* [Extrait du document]
Les députés du bloc parlementaire Al-Karama exhibent sous la coupole le portrait de Salah Ben Youssef pour exprimer leur rancœur envers le tombeur de ce dernier Habib Bourguiba. Ils cherchent à raviver une vieille bataille d’arrière-garde pour diviser davantage les Tunisiens.
Par Mohamed Sadok Lejri *
Il est vrai que nous aurions dû nous enliser dans le jusqu’au-boutisme de Salah Ben Youssef et de ses soutiens panarabistes. Nous formerions aujourd’hui une population de 40 millions d’habitants, notre système de santé serait aussi bon et notre système éducatif aussi performant que ceux de certains pays voisins, le Code du statut personnel se distinguerait par son défaut d’existence ou serait similaire à celui dont jouissent les femmes pachtounes et les coups d’État mensuels se suivraient et se ressembleraient.
Non, plus sérieusement, l’ingratitude de certains Tunisiens à l’égard de Bourguiba est sans commune mesure…
Une pensée stérile faite de rancœur
Ils me font rire les simplets qui traitent Bourguiba de dictateur sanguinaire et qui nous dressent à chaque fois un réquisitoire sans appel à coups de «il aurait dû faire ça en 196… », «il a eu tort de faire ce qu’il a fait en 197…, mais aurait dû faire ceci et cela…». Ils sont incapables de replacer les événements dans leur contexte et période historique.
En fait, ils se bornent aux aspects les moins flatteurs de Bourguiba et se perdent dans de vaines arguties et des élucubrations prétendument historiques pour souiller sa mémoire, d’où leur pensée stérile qui fait seulement place à la rancœur et au désir de vengeance.

* [Objectif énoncé A] Renvoyez chacune des lignes des enregistrements ci-dessous qui contient la chaîne « forearm ».

* [Données d'entrée]
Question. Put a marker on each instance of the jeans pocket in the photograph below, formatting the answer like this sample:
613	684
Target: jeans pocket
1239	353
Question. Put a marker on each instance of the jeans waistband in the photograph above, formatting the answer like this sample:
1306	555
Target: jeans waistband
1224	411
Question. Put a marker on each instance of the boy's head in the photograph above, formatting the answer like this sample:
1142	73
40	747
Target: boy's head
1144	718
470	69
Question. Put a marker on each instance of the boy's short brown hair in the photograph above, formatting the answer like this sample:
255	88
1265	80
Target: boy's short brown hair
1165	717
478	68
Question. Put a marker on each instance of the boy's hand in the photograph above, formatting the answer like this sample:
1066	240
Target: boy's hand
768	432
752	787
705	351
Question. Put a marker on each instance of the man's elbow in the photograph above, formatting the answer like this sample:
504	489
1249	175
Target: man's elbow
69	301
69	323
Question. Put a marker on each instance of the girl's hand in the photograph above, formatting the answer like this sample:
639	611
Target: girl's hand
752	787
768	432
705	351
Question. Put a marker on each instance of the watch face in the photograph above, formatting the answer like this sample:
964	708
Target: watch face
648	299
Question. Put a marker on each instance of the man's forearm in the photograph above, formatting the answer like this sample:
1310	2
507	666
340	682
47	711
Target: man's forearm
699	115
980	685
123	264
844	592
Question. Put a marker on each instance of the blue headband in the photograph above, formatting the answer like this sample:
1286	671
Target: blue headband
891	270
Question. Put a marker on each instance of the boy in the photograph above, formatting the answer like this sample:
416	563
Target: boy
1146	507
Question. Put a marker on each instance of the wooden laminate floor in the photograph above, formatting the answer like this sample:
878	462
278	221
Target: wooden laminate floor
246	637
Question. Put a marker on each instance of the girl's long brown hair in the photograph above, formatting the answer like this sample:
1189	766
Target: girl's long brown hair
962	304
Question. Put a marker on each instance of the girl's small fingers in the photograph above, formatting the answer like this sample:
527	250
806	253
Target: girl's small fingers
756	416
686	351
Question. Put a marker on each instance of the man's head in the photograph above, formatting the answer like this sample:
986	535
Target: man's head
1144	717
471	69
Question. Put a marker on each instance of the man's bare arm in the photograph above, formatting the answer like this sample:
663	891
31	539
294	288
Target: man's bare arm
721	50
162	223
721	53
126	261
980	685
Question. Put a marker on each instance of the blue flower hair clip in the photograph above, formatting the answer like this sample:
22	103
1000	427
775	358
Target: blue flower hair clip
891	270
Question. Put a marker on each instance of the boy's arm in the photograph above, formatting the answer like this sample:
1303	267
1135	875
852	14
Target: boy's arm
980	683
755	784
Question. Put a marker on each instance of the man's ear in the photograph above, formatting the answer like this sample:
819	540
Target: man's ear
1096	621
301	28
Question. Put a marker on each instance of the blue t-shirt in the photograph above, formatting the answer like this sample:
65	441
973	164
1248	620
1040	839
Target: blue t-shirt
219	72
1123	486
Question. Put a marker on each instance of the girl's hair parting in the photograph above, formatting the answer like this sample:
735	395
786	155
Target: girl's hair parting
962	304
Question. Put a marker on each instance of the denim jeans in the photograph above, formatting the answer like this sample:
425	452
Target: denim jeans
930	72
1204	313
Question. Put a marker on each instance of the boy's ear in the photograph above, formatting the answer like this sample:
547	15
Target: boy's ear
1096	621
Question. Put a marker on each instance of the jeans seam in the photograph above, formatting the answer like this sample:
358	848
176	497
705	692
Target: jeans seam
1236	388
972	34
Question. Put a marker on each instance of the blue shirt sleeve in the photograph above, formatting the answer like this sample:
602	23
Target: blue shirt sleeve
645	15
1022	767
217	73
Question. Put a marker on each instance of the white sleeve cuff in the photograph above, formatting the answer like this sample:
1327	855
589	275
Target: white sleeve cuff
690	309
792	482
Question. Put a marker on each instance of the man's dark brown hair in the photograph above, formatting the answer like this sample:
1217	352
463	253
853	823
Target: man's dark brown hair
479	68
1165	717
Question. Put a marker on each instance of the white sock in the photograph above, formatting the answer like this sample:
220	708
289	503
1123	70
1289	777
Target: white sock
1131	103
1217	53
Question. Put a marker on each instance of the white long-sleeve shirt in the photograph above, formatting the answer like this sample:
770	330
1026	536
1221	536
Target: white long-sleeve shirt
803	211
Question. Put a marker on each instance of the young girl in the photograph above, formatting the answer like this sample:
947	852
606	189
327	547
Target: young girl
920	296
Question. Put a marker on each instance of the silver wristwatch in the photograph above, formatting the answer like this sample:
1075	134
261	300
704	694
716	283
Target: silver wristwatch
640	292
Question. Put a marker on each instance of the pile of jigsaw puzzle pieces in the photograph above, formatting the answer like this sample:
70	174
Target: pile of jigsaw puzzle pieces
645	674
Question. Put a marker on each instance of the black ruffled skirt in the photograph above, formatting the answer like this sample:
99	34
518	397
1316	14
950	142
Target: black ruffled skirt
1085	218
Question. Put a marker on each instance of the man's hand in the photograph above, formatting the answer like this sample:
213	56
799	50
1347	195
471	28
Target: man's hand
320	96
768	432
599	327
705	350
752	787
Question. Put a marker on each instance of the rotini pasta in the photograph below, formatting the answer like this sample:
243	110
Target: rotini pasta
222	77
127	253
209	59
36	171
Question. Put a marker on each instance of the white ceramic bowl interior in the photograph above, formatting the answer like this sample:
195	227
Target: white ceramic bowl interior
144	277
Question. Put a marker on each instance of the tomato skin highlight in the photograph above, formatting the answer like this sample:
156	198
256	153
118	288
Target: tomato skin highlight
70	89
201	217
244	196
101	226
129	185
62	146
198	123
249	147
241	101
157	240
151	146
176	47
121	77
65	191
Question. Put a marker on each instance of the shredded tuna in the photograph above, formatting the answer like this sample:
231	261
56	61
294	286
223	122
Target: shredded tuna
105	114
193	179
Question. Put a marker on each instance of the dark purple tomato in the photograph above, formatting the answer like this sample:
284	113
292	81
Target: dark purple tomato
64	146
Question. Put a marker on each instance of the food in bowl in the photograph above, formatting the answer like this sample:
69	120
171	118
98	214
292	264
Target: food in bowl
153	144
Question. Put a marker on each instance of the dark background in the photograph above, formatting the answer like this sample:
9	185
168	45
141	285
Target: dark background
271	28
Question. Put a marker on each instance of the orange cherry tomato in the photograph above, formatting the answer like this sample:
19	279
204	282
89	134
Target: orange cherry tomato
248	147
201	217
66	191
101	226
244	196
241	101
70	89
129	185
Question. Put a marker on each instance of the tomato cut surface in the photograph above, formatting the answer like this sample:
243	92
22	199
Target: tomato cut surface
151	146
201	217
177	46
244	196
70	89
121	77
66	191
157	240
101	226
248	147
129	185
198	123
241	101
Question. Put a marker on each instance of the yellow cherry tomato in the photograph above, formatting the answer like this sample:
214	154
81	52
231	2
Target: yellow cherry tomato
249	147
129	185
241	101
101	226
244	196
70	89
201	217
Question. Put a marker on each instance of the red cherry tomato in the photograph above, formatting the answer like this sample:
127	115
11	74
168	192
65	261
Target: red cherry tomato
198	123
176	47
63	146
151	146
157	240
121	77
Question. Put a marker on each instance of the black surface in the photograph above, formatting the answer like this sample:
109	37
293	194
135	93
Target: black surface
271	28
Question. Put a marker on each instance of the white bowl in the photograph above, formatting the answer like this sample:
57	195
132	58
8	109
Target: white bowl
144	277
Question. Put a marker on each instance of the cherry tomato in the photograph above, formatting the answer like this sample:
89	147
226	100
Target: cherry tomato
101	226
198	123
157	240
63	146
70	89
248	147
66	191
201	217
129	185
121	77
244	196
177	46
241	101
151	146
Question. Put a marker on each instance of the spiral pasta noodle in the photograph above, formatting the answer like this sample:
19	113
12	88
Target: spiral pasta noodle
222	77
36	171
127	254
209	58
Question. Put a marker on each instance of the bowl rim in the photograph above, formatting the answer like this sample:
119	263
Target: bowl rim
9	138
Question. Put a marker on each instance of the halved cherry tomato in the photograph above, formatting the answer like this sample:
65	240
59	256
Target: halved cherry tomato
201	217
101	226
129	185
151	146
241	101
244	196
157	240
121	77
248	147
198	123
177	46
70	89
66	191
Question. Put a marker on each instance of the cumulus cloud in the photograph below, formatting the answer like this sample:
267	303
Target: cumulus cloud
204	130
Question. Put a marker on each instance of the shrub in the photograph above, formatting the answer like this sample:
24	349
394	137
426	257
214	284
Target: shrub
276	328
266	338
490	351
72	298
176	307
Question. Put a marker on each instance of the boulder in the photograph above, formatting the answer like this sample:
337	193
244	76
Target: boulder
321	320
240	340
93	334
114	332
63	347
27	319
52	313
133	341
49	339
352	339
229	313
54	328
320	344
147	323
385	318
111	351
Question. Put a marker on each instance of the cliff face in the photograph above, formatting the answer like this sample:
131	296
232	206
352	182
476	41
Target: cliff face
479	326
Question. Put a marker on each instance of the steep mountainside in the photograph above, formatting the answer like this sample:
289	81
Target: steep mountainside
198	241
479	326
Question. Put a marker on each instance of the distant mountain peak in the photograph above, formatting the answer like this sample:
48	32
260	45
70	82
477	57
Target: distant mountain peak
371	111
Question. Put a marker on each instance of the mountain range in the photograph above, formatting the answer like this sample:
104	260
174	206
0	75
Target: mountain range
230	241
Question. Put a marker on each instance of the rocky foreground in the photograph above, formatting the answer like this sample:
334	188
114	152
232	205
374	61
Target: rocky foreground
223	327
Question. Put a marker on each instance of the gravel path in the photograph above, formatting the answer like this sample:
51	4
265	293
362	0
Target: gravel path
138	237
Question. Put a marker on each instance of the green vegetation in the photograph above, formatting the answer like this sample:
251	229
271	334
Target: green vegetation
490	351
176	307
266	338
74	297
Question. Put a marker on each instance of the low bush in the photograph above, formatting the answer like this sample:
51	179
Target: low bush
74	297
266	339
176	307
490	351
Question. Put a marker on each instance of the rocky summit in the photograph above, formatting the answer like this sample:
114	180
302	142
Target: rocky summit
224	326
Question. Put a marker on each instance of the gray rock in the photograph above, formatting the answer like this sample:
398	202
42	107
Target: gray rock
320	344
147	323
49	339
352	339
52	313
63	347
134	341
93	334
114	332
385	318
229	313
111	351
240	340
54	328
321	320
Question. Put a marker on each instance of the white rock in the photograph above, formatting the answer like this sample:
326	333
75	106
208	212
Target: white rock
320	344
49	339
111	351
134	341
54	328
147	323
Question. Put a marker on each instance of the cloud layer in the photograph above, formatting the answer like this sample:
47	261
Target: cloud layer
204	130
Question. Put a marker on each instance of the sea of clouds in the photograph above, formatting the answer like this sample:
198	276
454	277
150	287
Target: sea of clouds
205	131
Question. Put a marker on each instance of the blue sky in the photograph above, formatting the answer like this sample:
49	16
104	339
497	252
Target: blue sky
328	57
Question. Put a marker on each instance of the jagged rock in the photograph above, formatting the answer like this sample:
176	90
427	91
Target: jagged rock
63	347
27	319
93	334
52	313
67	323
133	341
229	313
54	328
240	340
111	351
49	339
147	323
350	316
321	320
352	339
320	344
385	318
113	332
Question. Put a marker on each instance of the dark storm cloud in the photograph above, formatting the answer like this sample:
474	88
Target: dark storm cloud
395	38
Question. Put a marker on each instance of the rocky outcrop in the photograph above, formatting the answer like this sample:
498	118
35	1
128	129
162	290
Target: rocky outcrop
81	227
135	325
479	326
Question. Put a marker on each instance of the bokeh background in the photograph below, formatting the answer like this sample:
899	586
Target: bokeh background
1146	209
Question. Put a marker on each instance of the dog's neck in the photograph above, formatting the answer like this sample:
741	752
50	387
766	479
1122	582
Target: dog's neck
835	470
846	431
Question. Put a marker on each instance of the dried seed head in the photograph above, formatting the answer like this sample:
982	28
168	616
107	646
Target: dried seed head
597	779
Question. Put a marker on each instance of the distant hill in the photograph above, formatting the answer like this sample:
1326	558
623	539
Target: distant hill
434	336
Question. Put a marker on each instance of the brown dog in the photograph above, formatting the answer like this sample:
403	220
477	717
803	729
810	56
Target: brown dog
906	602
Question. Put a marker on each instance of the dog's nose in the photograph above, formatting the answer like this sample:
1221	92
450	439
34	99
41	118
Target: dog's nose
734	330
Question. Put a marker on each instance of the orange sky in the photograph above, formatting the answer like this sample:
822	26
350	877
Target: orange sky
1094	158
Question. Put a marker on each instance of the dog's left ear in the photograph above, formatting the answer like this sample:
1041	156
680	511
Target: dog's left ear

* [Objectif énoncé B]
Répondez aux questions suivantes d'après l'extrait du document :
(i) Quel portrait les députés du bloc parlementaire Al-Karama exhibent-ils sous la coupole ?
(ii) Selon l'auteur, combien d'habitants la Tunisie compterait-elle aujourd'hui si elle avait suivi Salah Ben Youssef ?
(iii) De quoi ceux qui traitent Bourguiba de dictateur sanguinaire sont-ils incapables, d'après l'auteur ?

* [Solution rédigée A]
Question. Put a marker on each instance of the man's forearm in the photograph above, formatting the answer like this sample:
Target: man's forearm

* [Solution rédigée B]
(i) Le portrait de Salah Ben Youssef.
(ii) 40 millions d'habitants.
(iii) De replacer les événements dans leur contexte et période historique.